— START OF Data supplied —
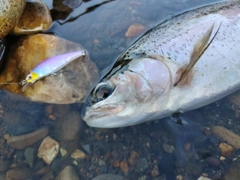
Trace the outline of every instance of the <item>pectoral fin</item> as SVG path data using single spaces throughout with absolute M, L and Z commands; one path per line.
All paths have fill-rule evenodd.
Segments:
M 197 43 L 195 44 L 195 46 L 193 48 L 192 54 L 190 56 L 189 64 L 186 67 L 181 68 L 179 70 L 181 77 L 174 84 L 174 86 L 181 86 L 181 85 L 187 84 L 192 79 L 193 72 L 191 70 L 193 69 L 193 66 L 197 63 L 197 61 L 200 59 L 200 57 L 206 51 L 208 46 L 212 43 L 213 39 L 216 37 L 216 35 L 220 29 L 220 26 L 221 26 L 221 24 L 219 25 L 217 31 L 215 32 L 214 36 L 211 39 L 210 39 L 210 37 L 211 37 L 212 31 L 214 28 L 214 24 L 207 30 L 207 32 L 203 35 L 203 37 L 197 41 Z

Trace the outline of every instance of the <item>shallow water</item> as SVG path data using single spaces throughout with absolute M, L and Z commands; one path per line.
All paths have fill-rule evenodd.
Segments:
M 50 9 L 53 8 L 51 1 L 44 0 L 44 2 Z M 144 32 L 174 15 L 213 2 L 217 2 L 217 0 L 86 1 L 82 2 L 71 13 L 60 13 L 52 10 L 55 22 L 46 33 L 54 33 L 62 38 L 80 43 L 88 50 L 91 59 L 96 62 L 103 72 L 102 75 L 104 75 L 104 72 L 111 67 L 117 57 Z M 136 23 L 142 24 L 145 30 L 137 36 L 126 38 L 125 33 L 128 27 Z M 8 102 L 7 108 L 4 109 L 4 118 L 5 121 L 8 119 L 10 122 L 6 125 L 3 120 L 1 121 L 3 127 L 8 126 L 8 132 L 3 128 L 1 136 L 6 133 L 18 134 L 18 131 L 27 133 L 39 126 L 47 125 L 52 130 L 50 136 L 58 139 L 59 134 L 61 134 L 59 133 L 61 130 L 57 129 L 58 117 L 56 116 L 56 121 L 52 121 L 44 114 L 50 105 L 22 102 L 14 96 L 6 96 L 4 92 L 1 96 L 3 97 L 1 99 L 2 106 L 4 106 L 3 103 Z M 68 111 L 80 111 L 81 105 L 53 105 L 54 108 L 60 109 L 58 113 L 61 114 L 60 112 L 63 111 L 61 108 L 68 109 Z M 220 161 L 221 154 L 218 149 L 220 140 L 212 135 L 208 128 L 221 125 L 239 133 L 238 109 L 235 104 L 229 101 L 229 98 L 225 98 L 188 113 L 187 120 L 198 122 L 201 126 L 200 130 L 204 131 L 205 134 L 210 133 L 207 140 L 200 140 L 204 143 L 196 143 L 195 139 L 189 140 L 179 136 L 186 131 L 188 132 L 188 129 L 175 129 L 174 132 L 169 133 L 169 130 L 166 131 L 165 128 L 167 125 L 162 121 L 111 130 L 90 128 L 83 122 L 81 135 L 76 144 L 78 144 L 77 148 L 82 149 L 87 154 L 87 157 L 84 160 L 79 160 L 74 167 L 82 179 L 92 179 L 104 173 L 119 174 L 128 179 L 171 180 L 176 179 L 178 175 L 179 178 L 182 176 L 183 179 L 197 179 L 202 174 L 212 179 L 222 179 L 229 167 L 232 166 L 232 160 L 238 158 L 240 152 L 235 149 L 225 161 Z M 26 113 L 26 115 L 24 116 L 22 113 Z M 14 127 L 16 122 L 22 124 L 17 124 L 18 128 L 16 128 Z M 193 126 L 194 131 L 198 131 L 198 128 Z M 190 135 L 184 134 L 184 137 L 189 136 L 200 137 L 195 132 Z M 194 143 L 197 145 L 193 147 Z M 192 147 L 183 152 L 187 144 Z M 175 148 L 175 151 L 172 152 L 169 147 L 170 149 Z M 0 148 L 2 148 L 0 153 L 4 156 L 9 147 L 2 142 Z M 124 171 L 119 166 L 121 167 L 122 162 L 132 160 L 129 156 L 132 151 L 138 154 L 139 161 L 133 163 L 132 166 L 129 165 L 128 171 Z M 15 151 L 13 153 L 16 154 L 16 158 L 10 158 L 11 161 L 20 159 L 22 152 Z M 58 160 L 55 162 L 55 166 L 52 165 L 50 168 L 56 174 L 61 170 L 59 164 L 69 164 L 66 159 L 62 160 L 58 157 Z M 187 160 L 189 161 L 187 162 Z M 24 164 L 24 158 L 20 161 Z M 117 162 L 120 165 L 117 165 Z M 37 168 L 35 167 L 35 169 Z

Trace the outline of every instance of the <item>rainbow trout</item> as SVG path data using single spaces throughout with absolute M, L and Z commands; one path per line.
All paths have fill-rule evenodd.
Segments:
— END OF Data supplied —
— START OF Data supplied —
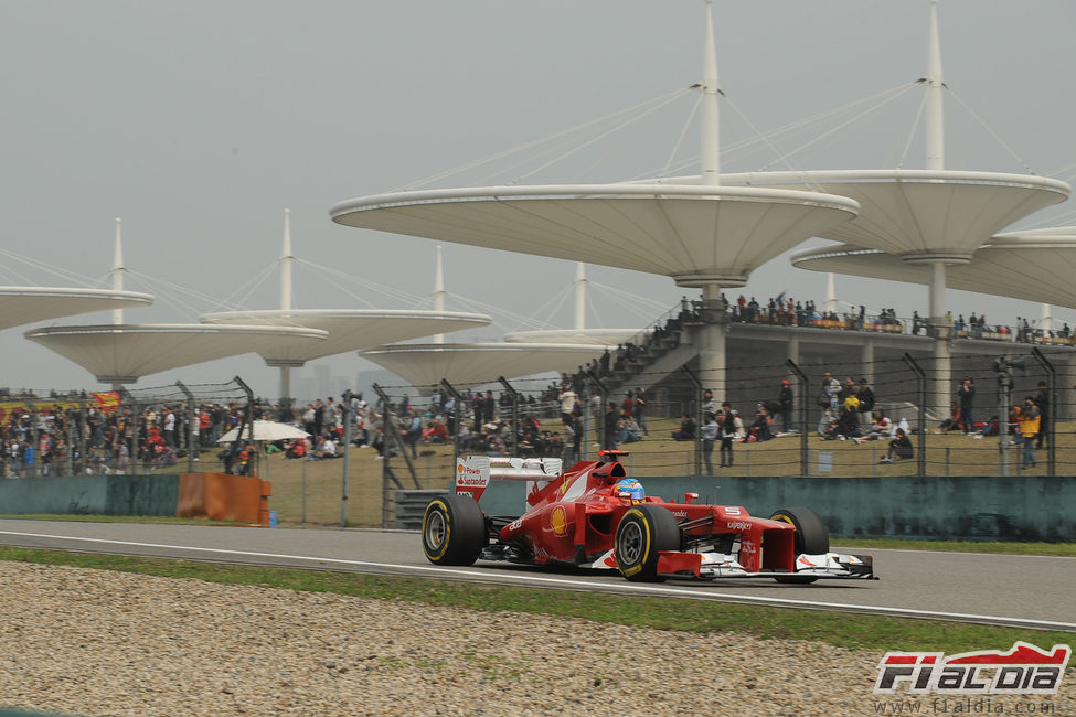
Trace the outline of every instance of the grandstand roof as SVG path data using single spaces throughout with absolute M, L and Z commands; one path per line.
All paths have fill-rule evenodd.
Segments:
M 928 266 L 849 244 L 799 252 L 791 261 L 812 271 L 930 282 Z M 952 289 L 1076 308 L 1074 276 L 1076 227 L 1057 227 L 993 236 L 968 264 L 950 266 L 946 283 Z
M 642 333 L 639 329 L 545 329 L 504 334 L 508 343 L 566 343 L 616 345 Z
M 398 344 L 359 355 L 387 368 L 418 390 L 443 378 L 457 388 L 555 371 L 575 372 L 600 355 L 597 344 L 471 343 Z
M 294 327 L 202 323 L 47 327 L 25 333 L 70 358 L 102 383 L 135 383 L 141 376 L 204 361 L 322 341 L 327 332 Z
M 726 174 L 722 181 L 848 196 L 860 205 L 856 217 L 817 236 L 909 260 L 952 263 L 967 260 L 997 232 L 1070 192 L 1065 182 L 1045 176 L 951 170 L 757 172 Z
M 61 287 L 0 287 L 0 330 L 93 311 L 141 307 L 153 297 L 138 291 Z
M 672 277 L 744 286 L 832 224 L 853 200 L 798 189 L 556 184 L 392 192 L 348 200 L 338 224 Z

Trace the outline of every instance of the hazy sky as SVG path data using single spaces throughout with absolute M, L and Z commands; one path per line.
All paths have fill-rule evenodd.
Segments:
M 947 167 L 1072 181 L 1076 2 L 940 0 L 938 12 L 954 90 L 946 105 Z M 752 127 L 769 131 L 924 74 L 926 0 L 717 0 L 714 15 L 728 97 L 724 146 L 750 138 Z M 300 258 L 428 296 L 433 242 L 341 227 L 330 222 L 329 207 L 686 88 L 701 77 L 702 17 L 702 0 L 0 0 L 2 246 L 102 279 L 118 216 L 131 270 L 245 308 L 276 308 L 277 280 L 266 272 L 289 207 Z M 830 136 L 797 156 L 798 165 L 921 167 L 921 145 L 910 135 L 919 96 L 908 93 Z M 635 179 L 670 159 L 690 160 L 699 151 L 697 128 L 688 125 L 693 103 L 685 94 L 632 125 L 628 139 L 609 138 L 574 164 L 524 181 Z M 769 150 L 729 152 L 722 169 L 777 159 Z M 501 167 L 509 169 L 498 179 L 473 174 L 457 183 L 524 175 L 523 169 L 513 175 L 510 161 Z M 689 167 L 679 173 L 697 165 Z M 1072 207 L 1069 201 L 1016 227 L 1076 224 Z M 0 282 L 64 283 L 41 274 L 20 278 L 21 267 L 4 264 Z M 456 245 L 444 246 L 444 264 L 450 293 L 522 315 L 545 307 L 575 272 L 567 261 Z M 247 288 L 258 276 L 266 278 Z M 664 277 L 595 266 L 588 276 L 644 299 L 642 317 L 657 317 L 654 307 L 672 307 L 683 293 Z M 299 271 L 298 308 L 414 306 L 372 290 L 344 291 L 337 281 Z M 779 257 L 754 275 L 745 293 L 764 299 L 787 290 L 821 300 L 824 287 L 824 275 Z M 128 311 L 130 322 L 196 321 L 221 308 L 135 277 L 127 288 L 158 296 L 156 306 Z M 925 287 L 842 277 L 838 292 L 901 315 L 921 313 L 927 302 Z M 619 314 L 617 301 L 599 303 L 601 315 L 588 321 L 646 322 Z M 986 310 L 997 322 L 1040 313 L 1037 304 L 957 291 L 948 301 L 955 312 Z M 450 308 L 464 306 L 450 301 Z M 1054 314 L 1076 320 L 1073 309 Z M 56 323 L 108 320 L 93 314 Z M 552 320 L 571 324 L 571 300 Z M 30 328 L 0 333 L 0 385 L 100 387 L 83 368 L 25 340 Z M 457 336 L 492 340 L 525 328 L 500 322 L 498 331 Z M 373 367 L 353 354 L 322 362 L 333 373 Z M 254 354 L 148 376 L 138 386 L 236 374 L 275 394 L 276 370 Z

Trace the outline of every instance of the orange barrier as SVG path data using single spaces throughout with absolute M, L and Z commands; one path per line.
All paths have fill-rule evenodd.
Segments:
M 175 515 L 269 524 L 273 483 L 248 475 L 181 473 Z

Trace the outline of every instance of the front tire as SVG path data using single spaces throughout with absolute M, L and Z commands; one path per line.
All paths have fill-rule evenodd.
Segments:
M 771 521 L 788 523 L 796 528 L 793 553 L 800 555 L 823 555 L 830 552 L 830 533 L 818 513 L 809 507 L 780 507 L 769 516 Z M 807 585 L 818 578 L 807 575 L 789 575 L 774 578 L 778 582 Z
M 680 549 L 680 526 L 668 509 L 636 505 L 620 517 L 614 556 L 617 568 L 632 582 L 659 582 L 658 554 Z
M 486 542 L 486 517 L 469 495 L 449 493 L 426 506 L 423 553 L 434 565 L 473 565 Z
— END OF Data supplied —
* Problem *
Copy the listing from the line containing "Trace the outline of every instance of the front" through the line containing "M 680 549 L", changing "front tire" to "rear tire" and leaving everything else unchanged.

* The reply *
Trace the outline of every instance of the rear tire as SVG path data using single spaces throughout with absolute M, L and Z commands; one path per line.
All paths have fill-rule evenodd.
Segments:
M 771 521 L 788 523 L 796 528 L 793 553 L 800 555 L 823 555 L 830 552 L 830 533 L 818 513 L 809 507 L 780 507 L 769 516 Z M 807 585 L 818 578 L 807 575 L 789 575 L 774 578 L 778 582 Z
M 680 549 L 680 526 L 668 509 L 636 505 L 620 517 L 614 556 L 617 568 L 632 582 L 659 582 L 658 554 Z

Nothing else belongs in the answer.